Retype the material, please. Every line must match.

Top of Given entries

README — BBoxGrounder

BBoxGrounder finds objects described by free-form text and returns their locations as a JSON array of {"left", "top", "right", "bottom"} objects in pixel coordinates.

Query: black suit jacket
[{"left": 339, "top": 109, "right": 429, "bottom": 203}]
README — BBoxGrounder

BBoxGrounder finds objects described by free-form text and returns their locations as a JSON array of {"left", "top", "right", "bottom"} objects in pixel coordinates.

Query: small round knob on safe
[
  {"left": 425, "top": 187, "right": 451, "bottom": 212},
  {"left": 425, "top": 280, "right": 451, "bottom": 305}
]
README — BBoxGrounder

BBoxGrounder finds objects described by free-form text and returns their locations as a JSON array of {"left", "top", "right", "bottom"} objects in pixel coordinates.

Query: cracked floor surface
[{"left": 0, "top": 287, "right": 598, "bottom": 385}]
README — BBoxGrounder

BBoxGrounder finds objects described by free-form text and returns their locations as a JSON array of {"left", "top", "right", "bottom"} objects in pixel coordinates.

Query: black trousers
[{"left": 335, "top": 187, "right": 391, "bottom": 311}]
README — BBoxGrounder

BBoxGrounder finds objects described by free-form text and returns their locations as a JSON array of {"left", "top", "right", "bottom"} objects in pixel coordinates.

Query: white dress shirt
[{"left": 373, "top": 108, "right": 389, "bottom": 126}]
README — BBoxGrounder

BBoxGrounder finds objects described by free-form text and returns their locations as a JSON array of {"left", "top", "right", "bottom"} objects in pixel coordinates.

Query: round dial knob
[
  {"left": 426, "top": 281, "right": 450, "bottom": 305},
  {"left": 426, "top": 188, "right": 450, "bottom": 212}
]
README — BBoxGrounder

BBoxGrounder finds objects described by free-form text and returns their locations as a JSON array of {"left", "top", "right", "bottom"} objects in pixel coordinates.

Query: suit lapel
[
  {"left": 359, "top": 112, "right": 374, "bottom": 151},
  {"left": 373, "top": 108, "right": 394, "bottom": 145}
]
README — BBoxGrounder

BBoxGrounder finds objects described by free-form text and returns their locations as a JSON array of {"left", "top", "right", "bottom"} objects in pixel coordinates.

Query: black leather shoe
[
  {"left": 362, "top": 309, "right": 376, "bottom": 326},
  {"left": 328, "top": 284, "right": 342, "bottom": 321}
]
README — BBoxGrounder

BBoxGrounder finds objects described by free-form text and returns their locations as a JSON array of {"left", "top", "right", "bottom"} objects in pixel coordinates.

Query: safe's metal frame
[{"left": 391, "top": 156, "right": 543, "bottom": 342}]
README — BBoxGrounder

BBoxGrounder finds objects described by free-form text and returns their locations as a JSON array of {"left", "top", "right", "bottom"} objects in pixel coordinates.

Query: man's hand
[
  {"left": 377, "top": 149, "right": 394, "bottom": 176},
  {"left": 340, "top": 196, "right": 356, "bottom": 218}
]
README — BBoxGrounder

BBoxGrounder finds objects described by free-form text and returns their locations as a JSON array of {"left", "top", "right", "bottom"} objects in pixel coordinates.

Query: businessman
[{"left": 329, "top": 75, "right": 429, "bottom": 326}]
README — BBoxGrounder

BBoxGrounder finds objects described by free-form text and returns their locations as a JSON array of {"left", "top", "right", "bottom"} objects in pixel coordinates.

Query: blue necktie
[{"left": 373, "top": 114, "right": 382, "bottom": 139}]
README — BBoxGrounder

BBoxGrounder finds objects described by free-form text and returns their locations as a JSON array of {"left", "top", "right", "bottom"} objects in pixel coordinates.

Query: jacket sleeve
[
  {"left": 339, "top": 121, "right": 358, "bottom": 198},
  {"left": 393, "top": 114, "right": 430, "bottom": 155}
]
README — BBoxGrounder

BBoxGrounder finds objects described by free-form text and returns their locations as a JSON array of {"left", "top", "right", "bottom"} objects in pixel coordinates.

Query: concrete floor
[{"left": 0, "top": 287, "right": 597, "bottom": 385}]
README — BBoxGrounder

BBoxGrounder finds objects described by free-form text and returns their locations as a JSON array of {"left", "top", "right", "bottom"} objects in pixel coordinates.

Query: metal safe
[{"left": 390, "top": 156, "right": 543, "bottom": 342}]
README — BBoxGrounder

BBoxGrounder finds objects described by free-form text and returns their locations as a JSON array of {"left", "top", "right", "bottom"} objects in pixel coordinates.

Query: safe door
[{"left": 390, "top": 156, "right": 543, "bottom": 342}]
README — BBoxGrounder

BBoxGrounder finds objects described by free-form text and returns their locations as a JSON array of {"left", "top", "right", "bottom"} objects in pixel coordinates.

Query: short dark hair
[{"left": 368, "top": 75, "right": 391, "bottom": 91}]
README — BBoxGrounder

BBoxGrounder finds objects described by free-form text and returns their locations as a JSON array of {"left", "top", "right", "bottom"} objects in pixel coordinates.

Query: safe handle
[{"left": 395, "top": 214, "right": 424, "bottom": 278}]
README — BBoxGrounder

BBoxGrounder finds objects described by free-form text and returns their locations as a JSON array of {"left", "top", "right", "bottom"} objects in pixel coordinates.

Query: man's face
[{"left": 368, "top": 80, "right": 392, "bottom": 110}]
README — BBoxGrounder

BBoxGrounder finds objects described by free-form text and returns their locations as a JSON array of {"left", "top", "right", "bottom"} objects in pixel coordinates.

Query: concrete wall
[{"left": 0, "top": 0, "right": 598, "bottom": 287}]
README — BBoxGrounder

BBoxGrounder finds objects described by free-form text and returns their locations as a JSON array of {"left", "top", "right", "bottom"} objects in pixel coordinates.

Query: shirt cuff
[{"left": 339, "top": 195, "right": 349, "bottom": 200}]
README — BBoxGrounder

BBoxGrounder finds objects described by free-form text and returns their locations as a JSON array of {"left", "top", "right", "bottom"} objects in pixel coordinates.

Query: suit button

Bottom of Given entries

- **Task response**
README — BBoxGrounder

BBoxGrounder finds objects described by free-form text and returns their locations as a JSON array of {"left", "top", "right", "bottom"} objects in pixel coordinates.

Query: black suit jacket
[{"left": 339, "top": 109, "right": 429, "bottom": 203}]
README — BBoxGrounder

BBoxGrounder finds objects described by free-form text and returns their locations as a JSON array of {"left", "top", "right", "bottom"} objects in pixel coordinates.

Query: small round knob on safe
[
  {"left": 425, "top": 187, "right": 451, "bottom": 212},
  {"left": 425, "top": 280, "right": 451, "bottom": 305}
]
README — BBoxGrounder

BBoxGrounder finds objects described by free-form text and returns their locations as a JSON array of {"left", "top", "right", "bottom"} objects in pixel coordinates.

Query: cracked floor surface
[{"left": 0, "top": 287, "right": 598, "bottom": 385}]
README — BBoxGrounder

BBoxGrounder finds objects described by free-form text and returns their locations as a JSON array of {"left", "top", "right", "bottom"} objects in pixel coordinates.

Query: black trousers
[{"left": 335, "top": 187, "right": 391, "bottom": 311}]
README — BBoxGrounder

BBoxGrounder finds objects described by free-form text and returns their locations as a JSON array of {"left", "top", "right", "bottom"} objects in pixel coordinates.

Query: white dress shirt
[{"left": 373, "top": 108, "right": 389, "bottom": 126}]
README — BBoxGrounder

BBoxGrounder finds objects described by free-form text and returns their locations as a JSON array of {"left", "top", "right", "bottom"} objects in pixel coordinates.

Query: round dial knob
[
  {"left": 426, "top": 281, "right": 450, "bottom": 305},
  {"left": 426, "top": 188, "right": 450, "bottom": 212}
]
README — BBoxGrounder

BBoxGrounder finds objects described by free-form text and returns their locations as a JSON array of {"left", "top", "right", "bottom"} objects in pixel coordinates.

Query: suit lapel
[
  {"left": 359, "top": 112, "right": 374, "bottom": 151},
  {"left": 373, "top": 108, "right": 394, "bottom": 145}
]
README — BBoxGrounder

BBoxGrounder finds objects described by free-form text and returns their locations as a JSON array of {"left", "top", "right", "bottom"} objects in pixel coordinates.

Query: black leather shoe
[
  {"left": 362, "top": 309, "right": 376, "bottom": 326},
  {"left": 328, "top": 284, "right": 342, "bottom": 321}
]
README — BBoxGrounder

BBoxGrounder finds objects described by free-form text and returns their locations as a JSON array of {"left", "top", "right", "bottom"} objects in pixel coordinates.

Query: safe's metal frame
[{"left": 391, "top": 156, "right": 543, "bottom": 342}]
README — BBoxGrounder

BBoxGrounder finds objects described by free-form text and returns their locations as a JSON array of {"left", "top", "right", "bottom"} objects in pixel coordinates.

Query: man's hand
[
  {"left": 377, "top": 149, "right": 394, "bottom": 176},
  {"left": 340, "top": 196, "right": 356, "bottom": 218}
]
README — BBoxGrounder

BBoxGrounder finds objects described by free-form text and returns their locations as a JSON array of {"left", "top", "right", "bottom"} objects in pixel coordinates.

Query: businessman
[{"left": 329, "top": 75, "right": 429, "bottom": 326}]
README — BBoxGrounder

BBoxGrounder finds objects described by free-form text and returns their locations as a JSON array of {"left", "top", "right", "bottom"} objects in pixel coordinates.

Query: blue necktie
[{"left": 373, "top": 114, "right": 382, "bottom": 139}]
README — BBoxGrounder

BBoxGrounder finds objects described by free-form text and returns their locations as a JSON array of {"left", "top", "right", "bottom"} objects in pixel coordinates.

Query: jacket sleeve
[
  {"left": 339, "top": 121, "right": 358, "bottom": 198},
  {"left": 393, "top": 114, "right": 430, "bottom": 155}
]
README — BBoxGrounder

BBoxGrounder finds objects described by free-form text and returns their locations as a JSON array of {"left", "top", "right", "bottom"} objects in pixel coordinates.

Query: concrete floor
[{"left": 0, "top": 287, "right": 597, "bottom": 385}]
README — BBoxGrounder

BBoxGrounder finds objects described by free-form text and returns their locations as a JSON array of {"left", "top", "right", "bottom"} objects in pixel coordinates.

Query: metal safe
[{"left": 390, "top": 156, "right": 543, "bottom": 342}]
README — BBoxGrounder

BBoxGrounder finds objects described by free-form text and returns their locations as a JSON array of {"left", "top", "right", "bottom"} objects in pixel coordinates.

Query: safe door
[{"left": 390, "top": 156, "right": 543, "bottom": 342}]
README — BBoxGrounder

BBoxGrounder finds objects described by free-form text and returns their locations as a JSON array of {"left", "top", "right", "bottom"} objects in pixel coordinates.

Query: short dark hair
[{"left": 368, "top": 75, "right": 391, "bottom": 91}]
README — BBoxGrounder

BBoxGrounder finds objects described by free-form text and returns their locations as a JSON array of {"left", "top", "right", "bottom"} objects in pixel coordinates.

Query: safe handle
[{"left": 395, "top": 214, "right": 424, "bottom": 278}]
README — BBoxGrounder

BBoxGrounder finds objects described by free-form text and returns their locations as a JSON array of {"left", "top", "right", "bottom"} objects in pixel coordinates.

Query: man's face
[{"left": 368, "top": 80, "right": 392, "bottom": 110}]
README — BBoxGrounder

BBoxGrounder finds objects described by free-form text and returns their locations as a JSON array of {"left", "top", "right", "bottom"} objects in pixel coordinates.

Query: concrete wall
[{"left": 0, "top": 0, "right": 598, "bottom": 287}]
README — BBoxGrounder

BBoxGrounder finds objects described by free-form text and returns their locations as a JSON array of {"left", "top", "right", "bottom"} objects in pixel coordinates.

Query: shirt cuff
[{"left": 339, "top": 195, "right": 349, "bottom": 200}]
README — BBoxGrounder

BBoxGrounder finds objects described by free-form text and returns their locations as a JSON array of {"left", "top", "right", "bottom"} objects in pixel coordinates.

Query: suit button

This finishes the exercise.